[Start of Attachment]

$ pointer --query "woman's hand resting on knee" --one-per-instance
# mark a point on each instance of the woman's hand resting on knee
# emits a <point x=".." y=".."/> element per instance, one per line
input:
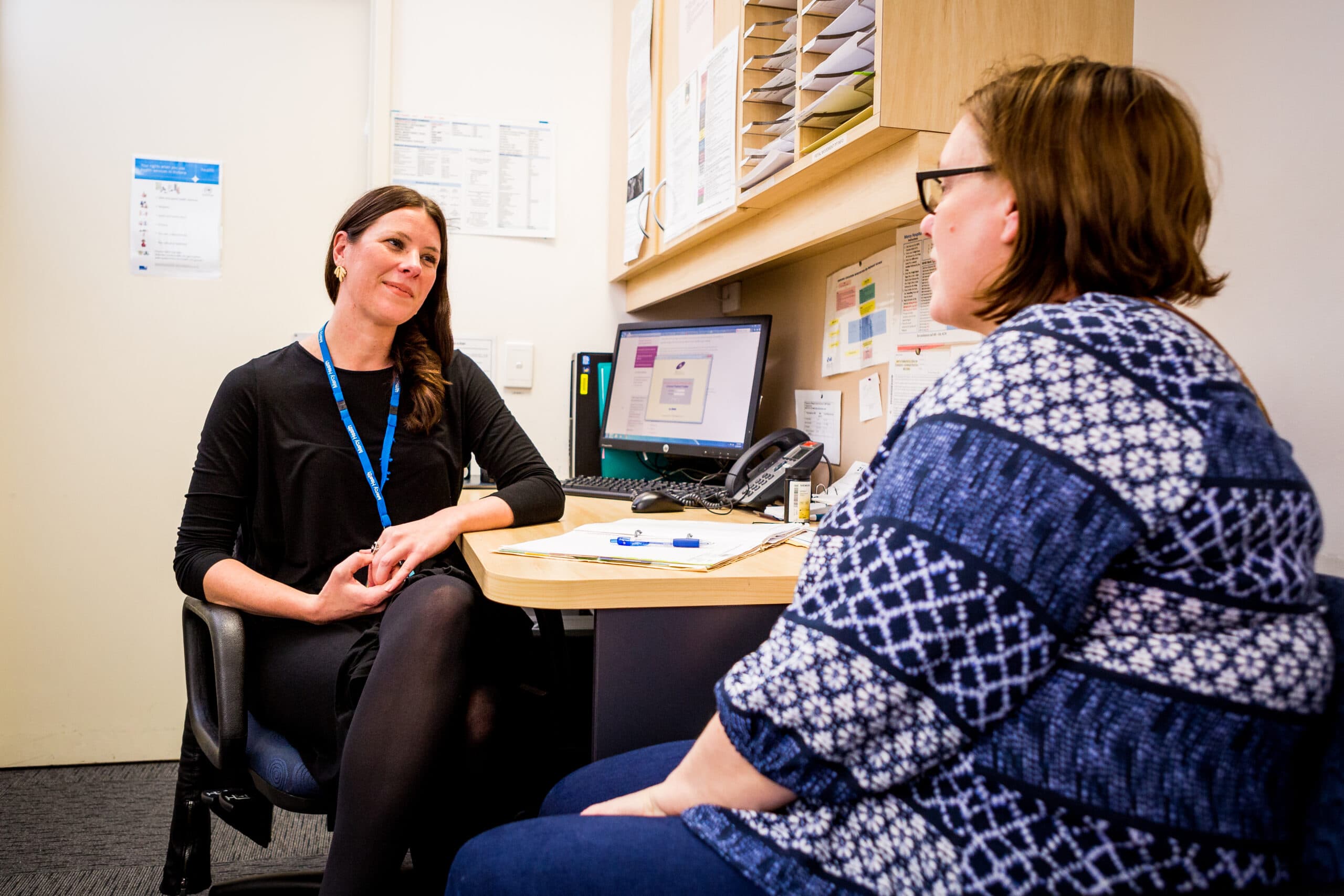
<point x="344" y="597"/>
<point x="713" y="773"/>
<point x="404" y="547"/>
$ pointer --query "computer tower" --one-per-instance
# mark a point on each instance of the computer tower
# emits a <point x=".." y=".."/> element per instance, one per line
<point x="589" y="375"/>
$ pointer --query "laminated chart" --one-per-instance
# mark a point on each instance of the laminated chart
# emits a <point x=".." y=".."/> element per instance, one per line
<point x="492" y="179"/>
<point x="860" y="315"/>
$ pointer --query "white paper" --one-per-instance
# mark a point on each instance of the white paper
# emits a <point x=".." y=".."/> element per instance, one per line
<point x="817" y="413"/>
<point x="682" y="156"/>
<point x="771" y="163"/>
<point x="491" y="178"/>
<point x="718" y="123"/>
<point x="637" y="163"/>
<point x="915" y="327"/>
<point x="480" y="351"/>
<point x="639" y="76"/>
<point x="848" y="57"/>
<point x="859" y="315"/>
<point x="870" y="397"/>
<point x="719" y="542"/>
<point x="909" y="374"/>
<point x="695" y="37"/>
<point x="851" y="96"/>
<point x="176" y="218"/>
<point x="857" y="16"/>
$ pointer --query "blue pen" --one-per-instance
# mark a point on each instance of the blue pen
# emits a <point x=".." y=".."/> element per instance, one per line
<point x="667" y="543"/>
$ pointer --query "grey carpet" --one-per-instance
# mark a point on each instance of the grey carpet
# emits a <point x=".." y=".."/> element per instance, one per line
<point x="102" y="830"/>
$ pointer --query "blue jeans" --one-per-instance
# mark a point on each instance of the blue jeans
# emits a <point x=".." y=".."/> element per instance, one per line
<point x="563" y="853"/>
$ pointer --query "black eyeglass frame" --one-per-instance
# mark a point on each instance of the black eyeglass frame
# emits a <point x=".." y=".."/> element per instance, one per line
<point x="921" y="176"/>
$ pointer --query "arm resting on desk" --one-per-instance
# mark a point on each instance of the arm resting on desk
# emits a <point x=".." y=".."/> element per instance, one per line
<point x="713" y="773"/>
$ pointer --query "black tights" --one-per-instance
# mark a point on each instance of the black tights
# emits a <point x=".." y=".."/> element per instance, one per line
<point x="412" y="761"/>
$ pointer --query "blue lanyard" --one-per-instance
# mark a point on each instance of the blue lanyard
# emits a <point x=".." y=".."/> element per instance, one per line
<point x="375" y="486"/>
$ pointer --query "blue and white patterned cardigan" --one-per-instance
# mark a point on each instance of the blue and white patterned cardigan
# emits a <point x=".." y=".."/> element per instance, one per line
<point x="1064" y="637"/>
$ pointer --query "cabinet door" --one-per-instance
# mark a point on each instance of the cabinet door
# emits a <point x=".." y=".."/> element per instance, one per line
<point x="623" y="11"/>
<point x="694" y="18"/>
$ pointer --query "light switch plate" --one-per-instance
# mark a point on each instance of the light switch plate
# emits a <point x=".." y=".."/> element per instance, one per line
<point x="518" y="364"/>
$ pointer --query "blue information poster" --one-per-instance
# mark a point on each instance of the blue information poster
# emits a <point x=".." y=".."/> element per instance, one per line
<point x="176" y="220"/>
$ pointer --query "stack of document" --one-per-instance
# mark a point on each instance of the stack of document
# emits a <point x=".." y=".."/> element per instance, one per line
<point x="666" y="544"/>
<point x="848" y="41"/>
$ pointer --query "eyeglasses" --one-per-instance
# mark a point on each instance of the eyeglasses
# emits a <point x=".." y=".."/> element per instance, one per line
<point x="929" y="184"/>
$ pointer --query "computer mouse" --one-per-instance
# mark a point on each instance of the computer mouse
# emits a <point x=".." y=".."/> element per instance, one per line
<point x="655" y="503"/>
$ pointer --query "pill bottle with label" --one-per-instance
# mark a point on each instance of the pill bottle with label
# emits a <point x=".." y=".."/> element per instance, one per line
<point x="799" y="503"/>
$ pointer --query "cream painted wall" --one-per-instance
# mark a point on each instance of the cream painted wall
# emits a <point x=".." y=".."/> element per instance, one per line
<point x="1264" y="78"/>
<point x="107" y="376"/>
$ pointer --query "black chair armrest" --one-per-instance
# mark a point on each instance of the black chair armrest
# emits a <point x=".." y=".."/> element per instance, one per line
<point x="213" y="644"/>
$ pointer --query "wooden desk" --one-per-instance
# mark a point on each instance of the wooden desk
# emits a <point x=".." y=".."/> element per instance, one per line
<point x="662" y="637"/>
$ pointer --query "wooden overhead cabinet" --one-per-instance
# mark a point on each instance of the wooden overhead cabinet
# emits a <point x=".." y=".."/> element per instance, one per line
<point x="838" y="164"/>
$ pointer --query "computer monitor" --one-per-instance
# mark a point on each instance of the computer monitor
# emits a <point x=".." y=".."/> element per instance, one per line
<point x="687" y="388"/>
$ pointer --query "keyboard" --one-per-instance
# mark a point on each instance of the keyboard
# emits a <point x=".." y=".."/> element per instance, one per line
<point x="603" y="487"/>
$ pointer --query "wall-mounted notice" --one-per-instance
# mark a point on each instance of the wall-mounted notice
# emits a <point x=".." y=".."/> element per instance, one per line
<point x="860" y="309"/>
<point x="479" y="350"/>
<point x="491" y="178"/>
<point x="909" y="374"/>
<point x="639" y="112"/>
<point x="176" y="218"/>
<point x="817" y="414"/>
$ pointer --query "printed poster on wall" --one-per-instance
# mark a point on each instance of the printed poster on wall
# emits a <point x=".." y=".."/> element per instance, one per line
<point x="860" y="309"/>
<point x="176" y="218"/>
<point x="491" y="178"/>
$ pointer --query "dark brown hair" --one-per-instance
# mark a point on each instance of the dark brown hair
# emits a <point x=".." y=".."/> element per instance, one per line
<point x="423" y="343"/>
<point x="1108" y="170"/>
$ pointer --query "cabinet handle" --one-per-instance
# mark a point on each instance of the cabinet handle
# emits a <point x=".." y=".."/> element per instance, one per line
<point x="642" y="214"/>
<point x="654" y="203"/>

[End of Attachment]

(Action item): Word for word, set down each record shown above, omitting the pictures.

(Problem solution):
$ pointer --query "woman's hand resting on knee" --one-per-instance
# mark a point on each instance of the woman's hand resting on knee
# emits a <point x=".." y=".."/> element per instance, one per line
input:
<point x="344" y="597"/>
<point x="713" y="773"/>
<point x="404" y="547"/>
$ pointer --query "computer tower" --one-per-instance
# mark a point on each instance of the computer tower
# emits a <point x=".." y=".."/> element per instance, one per line
<point x="589" y="375"/>
$ pointer --query "laminated chart" --one-per-instance
# mark a point on each instance of the laminated chart
# emits a <point x=".." y=".."/> element per instance, one per line
<point x="492" y="179"/>
<point x="860" y="315"/>
$ pointer --query "white paper" --one-per-instance
# mark a point on each instance of the white paper
# emits a <point x=".." y=".."/> element per instance, one per line
<point x="817" y="413"/>
<point x="682" y="156"/>
<point x="771" y="163"/>
<point x="491" y="178"/>
<point x="718" y="123"/>
<point x="637" y="163"/>
<point x="915" y="327"/>
<point x="480" y="351"/>
<point x="639" y="76"/>
<point x="848" y="57"/>
<point x="859" y="315"/>
<point x="870" y="397"/>
<point x="719" y="542"/>
<point x="909" y="374"/>
<point x="695" y="37"/>
<point x="851" y="96"/>
<point x="176" y="218"/>
<point x="857" y="16"/>
$ pointer --query "blue pen" --one-per-instance
# mark a point on each instance of the blue pen
# emits a <point x=".." y=".."/> element per instance, one per line
<point x="667" y="543"/>
$ pointer --query "grey carpet" --one-per-instance
# mark a point on each instance of the grey carpet
# emits a <point x=".." y=".."/> element per instance, one per line
<point x="102" y="830"/>
$ pointer --query "blue jeans" --one-per-instance
# mark a point on each instance of the blue jeans
# emits a <point x=".." y=".."/> element per instance, one per line
<point x="563" y="853"/>
$ pointer --query "black eyeglass frame" --one-per-instance
# mark a point on each instance of the black eyeglass frame
# emits a <point x=".." y=".."/> element per instance, one per line
<point x="921" y="176"/>
$ pointer --query "arm resting on desk" --one-per-instance
# mark a point on each instance of the arm resting on desk
# emits a <point x=".." y=".."/> element per instance, one per line
<point x="713" y="773"/>
$ pointer --query "black tights" --one-per-instance
# mark a point on each instance of the black tights
# emits a <point x=".." y=".."/> element per instance, one per line
<point x="412" y="761"/>
$ pointer --query "blue lanyard" --one-per-instance
# mark a point on each instance of the blue lanyard
# emits a <point x=".." y=".."/> element per instance, one per line
<point x="375" y="486"/>
$ pointer --query "blue and white patterned cardigan" --one-per-instance
# mark a point on each instance of the blue and white patterned cardigan
# emits a <point x=".." y=".."/> element per instance, one per line
<point x="1064" y="637"/>
$ pointer --query "cabinet door" --one-per-instance
# mark a point on each instance of the cabinet door
# emits a <point x=".." y=".."/> element per instance, one per line
<point x="623" y="11"/>
<point x="694" y="18"/>
$ pointer --query "light switch plate" --one-per-instance
# mark a point on each instance of the light switch plate
# emits a <point x=".." y=".."/> element per instance, one per line
<point x="518" y="364"/>
$ pointer --query "blue information poster" --one-per-instance
# mark a point on each instance of the blue information poster
# emits a <point x=".." y=".."/> element per instance, one per line
<point x="176" y="220"/>
$ pointer --query "stack of document" --one-per-instance
# mark a point on each instance of the stack of document
# emits a <point x=".." y=".."/> element per instance, one per line
<point x="666" y="544"/>
<point x="848" y="41"/>
$ pointer --query "eyeglasses" --one-per-instance
# mark a point on each instance of the eyeglasses
# emits a <point x=".." y=".."/> element per instance, one per line
<point x="929" y="184"/>
$ pointer --query "computer mouse" --one-per-instance
# mark a point on each instance of the computer mouse
# emits a <point x=".." y=".."/> element per instance, one per line
<point x="655" y="503"/>
$ pointer --query "pill bottle with label" --one-per-instance
# mark a point on each instance of the pill bottle with label
# emits a <point x=".." y=".."/> element per instance, one per line
<point x="799" y="503"/>
$ pointer --query "cream painted wall" --one-per-instance
# mark a point on each instance of the cream painted wall
# emits a <point x=".." y=".."/> element per instance, one per line
<point x="1264" y="78"/>
<point x="107" y="376"/>
$ pointer --query "black chair armrest" --one-per-instance
# mark a point on each instance of the black chair armrest
# emits a <point x=".." y=".."/> element per instance, one per line
<point x="213" y="644"/>
$ pointer --query "wooden desk" --one-per-instance
# mark a point on each instance of the wooden desk
# emits a <point x=".." y=".."/> element per instance, one per line
<point x="662" y="637"/>
$ pointer --query "wooden overhead cabinet" --one-per-instance
# mark a point on each instance of the wooden overhead cabinet
# emits a <point x=".." y=".."/> element per instance, one per line
<point x="838" y="164"/>
$ pointer --query "computer monitor" --one-per-instance
# mark a point on each instance of the computer monitor
# emits a <point x=".." y=".."/> element per instance, one per line
<point x="687" y="388"/>
$ pointer --query "keyboard" --one-per-instance
# mark a point on each instance of the keyboard
# emits a <point x=".." y=".."/> element per instance, one per line
<point x="603" y="487"/>
$ pointer --query "wall-mounted notice" --one-per-instance
# mark a point on each instance of the wall-mounted notice
# emits a <point x=".." y=".."/> element per instance, one per line
<point x="860" y="309"/>
<point x="479" y="350"/>
<point x="491" y="178"/>
<point x="909" y="374"/>
<point x="639" y="112"/>
<point x="176" y="218"/>
<point x="817" y="414"/>
$ pointer --query "printed poster on wall" --one-per-instance
# mark a point on each instance of the printed poster on wall
# emits a <point x=".." y=".."/> element per instance, one per line
<point x="860" y="309"/>
<point x="176" y="218"/>
<point x="491" y="178"/>
$ pointer --query "dark brown hair" --one-per-instance
# mark a point on each instance of the dark brown hair
# emits a <point x=".." y=".."/> element per instance, one per line
<point x="423" y="343"/>
<point x="1108" y="170"/>
$ pointer --query "cabinet handle" --one-per-instance
# mark a point on each instance of the cabinet handle
# emits a <point x=".." y=".."/> element per instance, one per line
<point x="642" y="214"/>
<point x="654" y="203"/>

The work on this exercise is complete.